**Goal of the exercise**:
In your reply, write out the records exactly, each line intact.

**Data records**:

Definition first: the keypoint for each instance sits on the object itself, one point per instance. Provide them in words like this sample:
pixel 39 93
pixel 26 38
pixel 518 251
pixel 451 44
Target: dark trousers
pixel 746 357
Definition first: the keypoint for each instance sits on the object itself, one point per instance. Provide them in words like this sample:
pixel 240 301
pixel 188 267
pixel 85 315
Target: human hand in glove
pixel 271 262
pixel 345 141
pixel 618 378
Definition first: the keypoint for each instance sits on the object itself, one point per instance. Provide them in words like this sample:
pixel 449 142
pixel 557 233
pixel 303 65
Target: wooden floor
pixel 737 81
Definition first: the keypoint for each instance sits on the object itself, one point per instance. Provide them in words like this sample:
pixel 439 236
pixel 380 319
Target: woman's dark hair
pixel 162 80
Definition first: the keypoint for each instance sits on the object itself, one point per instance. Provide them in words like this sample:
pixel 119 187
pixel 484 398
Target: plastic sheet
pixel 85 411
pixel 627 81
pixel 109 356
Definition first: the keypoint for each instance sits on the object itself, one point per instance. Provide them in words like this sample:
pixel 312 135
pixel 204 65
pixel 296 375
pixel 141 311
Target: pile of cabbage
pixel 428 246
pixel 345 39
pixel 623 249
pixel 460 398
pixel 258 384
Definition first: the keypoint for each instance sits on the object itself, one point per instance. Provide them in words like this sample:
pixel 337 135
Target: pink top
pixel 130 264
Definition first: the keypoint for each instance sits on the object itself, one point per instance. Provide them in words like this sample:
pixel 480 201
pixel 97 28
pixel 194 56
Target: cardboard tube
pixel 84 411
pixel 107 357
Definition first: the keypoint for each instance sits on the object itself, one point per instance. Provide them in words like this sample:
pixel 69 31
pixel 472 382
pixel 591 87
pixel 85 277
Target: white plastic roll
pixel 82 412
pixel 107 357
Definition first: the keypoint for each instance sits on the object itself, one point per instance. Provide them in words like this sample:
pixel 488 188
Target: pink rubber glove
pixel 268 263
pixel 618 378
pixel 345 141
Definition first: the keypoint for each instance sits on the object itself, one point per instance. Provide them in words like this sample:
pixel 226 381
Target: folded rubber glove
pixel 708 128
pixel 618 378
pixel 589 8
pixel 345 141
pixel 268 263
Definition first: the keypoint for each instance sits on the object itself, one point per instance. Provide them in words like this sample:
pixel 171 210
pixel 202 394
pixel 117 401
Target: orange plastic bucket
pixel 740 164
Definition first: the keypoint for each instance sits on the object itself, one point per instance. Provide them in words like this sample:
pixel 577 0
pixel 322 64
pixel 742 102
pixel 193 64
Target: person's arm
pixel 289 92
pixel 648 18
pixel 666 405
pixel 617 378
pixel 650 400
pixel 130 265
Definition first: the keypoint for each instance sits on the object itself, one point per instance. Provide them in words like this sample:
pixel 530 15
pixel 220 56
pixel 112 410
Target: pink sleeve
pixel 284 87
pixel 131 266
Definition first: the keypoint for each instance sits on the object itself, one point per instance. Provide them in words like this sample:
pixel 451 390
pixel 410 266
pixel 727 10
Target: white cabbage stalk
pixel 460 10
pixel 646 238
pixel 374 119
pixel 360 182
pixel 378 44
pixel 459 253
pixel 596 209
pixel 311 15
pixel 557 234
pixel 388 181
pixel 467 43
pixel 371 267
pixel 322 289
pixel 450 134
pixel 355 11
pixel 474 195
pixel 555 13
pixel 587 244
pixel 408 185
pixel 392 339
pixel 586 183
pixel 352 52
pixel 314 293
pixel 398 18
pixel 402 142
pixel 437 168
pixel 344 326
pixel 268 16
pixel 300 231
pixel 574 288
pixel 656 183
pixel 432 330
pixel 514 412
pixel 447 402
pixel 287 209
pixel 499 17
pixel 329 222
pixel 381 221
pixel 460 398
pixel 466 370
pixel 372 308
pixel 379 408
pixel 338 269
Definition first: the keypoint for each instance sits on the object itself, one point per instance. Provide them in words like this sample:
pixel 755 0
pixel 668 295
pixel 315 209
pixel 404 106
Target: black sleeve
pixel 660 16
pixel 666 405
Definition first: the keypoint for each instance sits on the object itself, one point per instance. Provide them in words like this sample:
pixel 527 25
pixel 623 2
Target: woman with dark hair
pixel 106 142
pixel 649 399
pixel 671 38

**Result of the exercise**:
Definition first: the keypoint for each instance sits on the object itself, one point per instance. Provide them in words like this sample:
pixel 39 93
pixel 26 38
pixel 518 251
pixel 451 44
Target: dark trousers
pixel 746 357
Definition first: the keypoint for each instance sits on the object itself, one point per instance. Provide them in words like this sample:
pixel 240 301
pixel 188 267
pixel 85 315
Target: human hand in glove
pixel 271 262
pixel 345 141
pixel 618 378
Definition first: the keypoint for each instance sits on the object itself, one point per instance. Provide them in words like this sample:
pixel 449 142
pixel 557 233
pixel 303 65
Target: wooden floor
pixel 737 81
Definition first: the keypoint for each instance sits on the object itself, one point per instance. Provide them in words like this sample:
pixel 439 236
pixel 380 319
Target: woman's dark hair
pixel 162 80
Definition first: the keypoint for each instance sits on the object itself, one point per instance. Provide them in words like this sample:
pixel 119 187
pixel 484 398
Target: plastic sheet
pixel 85 411
pixel 627 81
pixel 109 356
Definition first: the keypoint for each instance sits on the object itself, one point per instance. Provide them in words like this sample:
pixel 312 135
pixel 204 65
pixel 296 375
pixel 141 311
Target: pile of cabbage
pixel 428 246
pixel 345 39
pixel 623 249
pixel 460 398
pixel 258 384
Definition first: the keypoint for each instance sits on the object itself, one point per instance. Provide them in words like this sample:
pixel 337 135
Target: pink top
pixel 130 264
Definition first: the keypoint for each instance sits on the object itself, one point per instance. Provide them in words like this sample:
pixel 480 201
pixel 97 28
pixel 194 56
Target: cardboard tube
pixel 84 411
pixel 107 357
Definition first: the keypoint for each instance sits on the object itself, one point per instance. Provide them in words like this sample:
pixel 69 31
pixel 472 382
pixel 591 87
pixel 85 277
Target: white plastic roll
pixel 82 412
pixel 107 357
Definition first: the keypoint for each instance sits on the object itself, one point per instance. Provide them in words like this sample:
pixel 488 188
Target: pink rubber glove
pixel 268 263
pixel 618 378
pixel 345 141
Definition first: the keypoint for each instance sits on the object itself, one point per instance. Provide them in words like this sample:
pixel 226 381
Target: folded rubber glove
pixel 708 128
pixel 618 378
pixel 589 8
pixel 345 141
pixel 268 263
Definition first: the keypoint for each instance sits on the object itself, one point per instance. Provide them in words like this sample:
pixel 171 210
pixel 202 394
pixel 117 401
Target: orange plastic bucket
pixel 740 164
Definition first: the keypoint for each instance sits on the object itself, one point per instance. Provide them in words like this sample:
pixel 577 0
pixel 322 64
pixel 742 102
pixel 193 64
Target: person's arm
pixel 289 92
pixel 648 18
pixel 666 405
pixel 617 378
pixel 650 400
pixel 130 265
Definition first: the keypoint for each instance sits on the object itself, one point per instance. Provide them in words like this sample:
pixel 530 15
pixel 220 56
pixel 112 410
Target: pink sleeve
pixel 284 87
pixel 131 266
Definition first: the keypoint for each instance sits on the object itself, one point per instance. Provide them in words like this sample:
pixel 451 390
pixel 410 266
pixel 727 10
Target: white cabbage stalk
pixel 460 10
pixel 646 238
pixel 374 119
pixel 360 182
pixel 378 44
pixel 459 253
pixel 596 209
pixel 311 15
pixel 557 234
pixel 388 181
pixel 467 43
pixel 371 267
pixel 322 289
pixel 450 134
pixel 355 11
pixel 474 195
pixel 555 13
pixel 587 244
pixel 408 185
pixel 392 339
pixel 586 183
pixel 352 52
pixel 314 293
pixel 398 18
pixel 402 142
pixel 437 168
pixel 344 326
pixel 268 16
pixel 300 231
pixel 574 288
pixel 656 183
pixel 432 330
pixel 514 412
pixel 447 402
pixel 287 209
pixel 499 17
pixel 329 222
pixel 381 221
pixel 460 398
pixel 466 370
pixel 372 308
pixel 379 408
pixel 338 269
Definition first: the keypoint for each instance sits on the object itself, one point per instance. Provide them in words like this sample:
pixel 755 0
pixel 668 295
pixel 315 209
pixel 404 106
Target: black sleeve
pixel 660 16
pixel 666 405
Definition first: the keypoint for each instance sits on the object itself, one point per instance. Provide them in words like this sample:
pixel 527 25
pixel 623 2
Target: woman with dark hair
pixel 106 142
pixel 649 399
pixel 671 38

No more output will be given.